Problem description
Copy the records below word for word, starting at the line that contains "of the pink" and ending at the line that contains "x=165, y=103", with both of those lines included.

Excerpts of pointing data
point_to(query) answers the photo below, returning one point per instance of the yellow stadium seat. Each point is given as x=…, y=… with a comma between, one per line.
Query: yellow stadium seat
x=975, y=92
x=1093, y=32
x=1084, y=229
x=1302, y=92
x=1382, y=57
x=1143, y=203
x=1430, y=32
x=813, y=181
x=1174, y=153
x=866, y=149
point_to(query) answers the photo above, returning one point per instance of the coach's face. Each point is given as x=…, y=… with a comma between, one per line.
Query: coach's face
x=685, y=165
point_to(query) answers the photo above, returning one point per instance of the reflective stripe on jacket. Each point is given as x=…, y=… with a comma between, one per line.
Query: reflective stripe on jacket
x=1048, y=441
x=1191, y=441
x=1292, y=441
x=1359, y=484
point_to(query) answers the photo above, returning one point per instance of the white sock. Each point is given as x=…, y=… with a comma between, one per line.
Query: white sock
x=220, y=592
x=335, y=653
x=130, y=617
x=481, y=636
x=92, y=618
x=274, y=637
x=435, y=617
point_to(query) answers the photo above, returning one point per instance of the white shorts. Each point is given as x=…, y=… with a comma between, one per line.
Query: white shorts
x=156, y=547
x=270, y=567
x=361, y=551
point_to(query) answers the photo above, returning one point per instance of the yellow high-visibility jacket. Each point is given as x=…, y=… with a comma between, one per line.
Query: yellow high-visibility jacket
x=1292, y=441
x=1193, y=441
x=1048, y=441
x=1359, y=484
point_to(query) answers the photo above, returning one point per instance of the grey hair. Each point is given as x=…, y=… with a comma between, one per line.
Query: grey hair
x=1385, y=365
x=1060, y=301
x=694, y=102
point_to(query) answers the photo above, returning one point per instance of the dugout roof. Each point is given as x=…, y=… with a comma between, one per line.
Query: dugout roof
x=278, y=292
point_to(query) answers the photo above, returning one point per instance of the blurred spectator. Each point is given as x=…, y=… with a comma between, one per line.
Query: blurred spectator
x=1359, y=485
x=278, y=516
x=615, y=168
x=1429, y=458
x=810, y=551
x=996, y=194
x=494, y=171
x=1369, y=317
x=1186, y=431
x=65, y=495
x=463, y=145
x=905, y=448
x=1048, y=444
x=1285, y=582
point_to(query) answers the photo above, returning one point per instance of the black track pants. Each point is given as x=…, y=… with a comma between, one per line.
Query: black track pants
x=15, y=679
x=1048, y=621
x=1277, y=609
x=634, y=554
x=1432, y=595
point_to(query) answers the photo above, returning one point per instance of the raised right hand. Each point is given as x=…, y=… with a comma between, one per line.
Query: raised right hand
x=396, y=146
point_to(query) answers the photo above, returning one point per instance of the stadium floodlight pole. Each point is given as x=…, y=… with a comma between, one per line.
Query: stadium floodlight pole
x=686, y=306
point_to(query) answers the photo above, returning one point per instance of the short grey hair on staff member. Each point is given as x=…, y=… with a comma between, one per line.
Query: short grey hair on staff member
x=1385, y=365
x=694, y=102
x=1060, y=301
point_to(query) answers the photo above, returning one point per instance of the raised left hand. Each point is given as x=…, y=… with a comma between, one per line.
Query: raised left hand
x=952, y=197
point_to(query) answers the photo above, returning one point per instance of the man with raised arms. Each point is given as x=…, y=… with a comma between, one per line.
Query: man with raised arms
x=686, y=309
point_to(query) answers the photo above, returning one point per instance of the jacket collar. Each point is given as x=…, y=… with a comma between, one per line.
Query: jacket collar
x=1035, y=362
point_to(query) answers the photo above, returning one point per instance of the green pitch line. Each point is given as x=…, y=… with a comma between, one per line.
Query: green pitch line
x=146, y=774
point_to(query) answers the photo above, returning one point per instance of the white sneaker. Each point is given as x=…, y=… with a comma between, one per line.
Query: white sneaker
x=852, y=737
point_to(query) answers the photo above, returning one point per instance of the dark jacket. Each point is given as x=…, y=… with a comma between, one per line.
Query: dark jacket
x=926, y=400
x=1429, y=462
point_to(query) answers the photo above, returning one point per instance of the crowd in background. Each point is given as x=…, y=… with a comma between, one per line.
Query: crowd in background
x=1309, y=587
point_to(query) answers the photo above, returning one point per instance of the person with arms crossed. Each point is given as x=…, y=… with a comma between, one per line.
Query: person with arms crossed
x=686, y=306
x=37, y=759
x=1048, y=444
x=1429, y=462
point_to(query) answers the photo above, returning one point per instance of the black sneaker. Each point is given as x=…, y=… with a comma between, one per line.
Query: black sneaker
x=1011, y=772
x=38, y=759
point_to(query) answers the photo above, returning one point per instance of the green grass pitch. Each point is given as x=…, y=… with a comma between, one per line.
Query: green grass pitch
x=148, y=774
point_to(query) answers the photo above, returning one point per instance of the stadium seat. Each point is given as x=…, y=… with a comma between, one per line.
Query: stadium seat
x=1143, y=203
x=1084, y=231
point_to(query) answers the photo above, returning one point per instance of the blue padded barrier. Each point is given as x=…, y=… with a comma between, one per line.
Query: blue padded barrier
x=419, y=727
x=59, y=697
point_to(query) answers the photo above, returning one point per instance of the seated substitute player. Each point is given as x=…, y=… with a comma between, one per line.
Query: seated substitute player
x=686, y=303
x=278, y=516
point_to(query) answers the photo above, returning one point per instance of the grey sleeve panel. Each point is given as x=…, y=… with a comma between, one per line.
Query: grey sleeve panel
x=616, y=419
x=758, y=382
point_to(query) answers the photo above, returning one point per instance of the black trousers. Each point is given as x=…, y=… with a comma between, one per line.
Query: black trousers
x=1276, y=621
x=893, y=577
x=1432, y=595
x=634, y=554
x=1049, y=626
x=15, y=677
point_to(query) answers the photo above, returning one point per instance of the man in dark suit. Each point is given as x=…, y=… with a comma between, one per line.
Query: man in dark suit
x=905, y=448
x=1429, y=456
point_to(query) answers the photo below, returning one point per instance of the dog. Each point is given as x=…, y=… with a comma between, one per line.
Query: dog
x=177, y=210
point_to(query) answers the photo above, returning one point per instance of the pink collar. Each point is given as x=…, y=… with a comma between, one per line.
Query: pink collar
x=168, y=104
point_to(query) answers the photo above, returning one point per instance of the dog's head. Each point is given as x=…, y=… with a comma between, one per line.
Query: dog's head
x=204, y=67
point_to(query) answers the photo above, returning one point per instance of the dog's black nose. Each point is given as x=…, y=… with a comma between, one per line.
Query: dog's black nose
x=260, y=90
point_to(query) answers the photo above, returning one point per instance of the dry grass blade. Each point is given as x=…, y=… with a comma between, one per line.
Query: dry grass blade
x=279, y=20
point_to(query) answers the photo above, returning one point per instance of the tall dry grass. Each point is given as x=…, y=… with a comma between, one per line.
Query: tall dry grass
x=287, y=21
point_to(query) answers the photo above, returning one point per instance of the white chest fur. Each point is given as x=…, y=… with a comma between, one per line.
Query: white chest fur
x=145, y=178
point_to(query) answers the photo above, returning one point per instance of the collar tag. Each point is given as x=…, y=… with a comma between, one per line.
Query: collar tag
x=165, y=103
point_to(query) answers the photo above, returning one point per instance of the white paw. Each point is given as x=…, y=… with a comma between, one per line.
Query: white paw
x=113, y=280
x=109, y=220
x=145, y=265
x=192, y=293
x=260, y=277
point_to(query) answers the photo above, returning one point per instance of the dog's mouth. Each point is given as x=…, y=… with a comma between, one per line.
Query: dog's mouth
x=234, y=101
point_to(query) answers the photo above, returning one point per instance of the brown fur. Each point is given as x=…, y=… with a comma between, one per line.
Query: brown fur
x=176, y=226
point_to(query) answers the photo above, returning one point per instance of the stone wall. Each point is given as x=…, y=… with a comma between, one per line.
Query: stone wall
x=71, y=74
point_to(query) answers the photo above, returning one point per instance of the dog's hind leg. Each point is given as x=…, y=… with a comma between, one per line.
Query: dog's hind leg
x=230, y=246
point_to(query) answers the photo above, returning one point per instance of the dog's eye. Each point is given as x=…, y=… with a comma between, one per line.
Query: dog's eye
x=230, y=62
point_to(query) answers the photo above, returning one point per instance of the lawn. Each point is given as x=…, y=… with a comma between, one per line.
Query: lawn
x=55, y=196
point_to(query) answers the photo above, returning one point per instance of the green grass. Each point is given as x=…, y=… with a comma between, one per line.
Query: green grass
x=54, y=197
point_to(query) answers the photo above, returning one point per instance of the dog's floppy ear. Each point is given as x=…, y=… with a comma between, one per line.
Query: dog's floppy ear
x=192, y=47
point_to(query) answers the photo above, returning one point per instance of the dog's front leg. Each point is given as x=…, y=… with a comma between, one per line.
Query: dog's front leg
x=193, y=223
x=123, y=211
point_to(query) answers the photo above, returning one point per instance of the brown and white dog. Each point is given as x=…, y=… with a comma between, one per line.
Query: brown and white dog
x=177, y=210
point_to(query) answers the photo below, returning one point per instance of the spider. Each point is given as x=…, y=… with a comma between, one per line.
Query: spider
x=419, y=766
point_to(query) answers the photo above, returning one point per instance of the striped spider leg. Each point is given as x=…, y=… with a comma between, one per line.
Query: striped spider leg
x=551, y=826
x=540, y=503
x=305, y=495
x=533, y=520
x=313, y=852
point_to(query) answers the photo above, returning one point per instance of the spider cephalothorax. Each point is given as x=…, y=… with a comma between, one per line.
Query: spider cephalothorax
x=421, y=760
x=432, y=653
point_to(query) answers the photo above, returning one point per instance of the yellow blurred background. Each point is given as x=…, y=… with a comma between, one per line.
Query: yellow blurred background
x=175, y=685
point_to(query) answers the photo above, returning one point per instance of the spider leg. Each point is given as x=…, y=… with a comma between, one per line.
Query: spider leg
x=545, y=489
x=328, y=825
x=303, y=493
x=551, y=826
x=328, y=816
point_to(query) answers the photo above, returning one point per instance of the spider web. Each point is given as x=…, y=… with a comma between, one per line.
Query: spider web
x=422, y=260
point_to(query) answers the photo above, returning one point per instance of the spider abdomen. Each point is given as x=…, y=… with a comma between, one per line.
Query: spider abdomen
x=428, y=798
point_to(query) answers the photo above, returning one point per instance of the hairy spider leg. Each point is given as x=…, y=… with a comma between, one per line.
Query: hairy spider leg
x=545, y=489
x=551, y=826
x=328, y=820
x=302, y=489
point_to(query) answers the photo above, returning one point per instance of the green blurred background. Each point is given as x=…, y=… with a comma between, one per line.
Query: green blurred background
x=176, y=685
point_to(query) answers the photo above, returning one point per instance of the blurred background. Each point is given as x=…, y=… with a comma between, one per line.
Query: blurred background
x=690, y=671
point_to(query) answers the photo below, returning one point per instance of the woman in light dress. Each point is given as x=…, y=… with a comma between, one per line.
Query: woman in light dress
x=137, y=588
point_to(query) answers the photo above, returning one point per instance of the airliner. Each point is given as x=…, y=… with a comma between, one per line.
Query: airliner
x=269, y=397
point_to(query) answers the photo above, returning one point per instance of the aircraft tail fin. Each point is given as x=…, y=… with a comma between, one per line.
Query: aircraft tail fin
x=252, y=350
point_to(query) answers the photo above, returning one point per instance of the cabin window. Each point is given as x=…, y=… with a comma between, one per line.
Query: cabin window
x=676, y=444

Solution for this exercise
point_to(query) answers the photo above, returning one point per instance of the pink collar. Each point is given as x=…, y=… with a comma between, one per line.
Query: pink collar
x=168, y=104
point_to(query) answers the photo above, returning one point per instance of the dog's head. Each point is given as x=…, y=… with a comma between, one per line.
Query: dog's head
x=204, y=67
point_to(query) answers the photo above, returning one point per instance of the dog's black nose. Each point is given as x=…, y=… with a comma between, one per line.
Query: dog's black nose
x=260, y=90
point_to(query) answers the photo above, returning one point per instance of the dry grass blade. Each point is given as x=…, y=… with a comma between, one per line.
Query: dry grass blade
x=279, y=20
point_to(query) answers the photo above, returning one point per instance of the tall dry grass. Each point is given as x=…, y=… with a comma between, one per line.
Query: tall dry grass
x=287, y=21
point_to(query) answers the photo above, returning one point per instance of the white chest fur. Each point is given as x=…, y=… with a comma between, one per line.
Query: white chest fur
x=145, y=178
point_to(query) answers the photo above, returning one point per instance of the collar tag. Each point is given as x=…, y=… with a comma between, one per line.
Query: collar tag
x=165, y=103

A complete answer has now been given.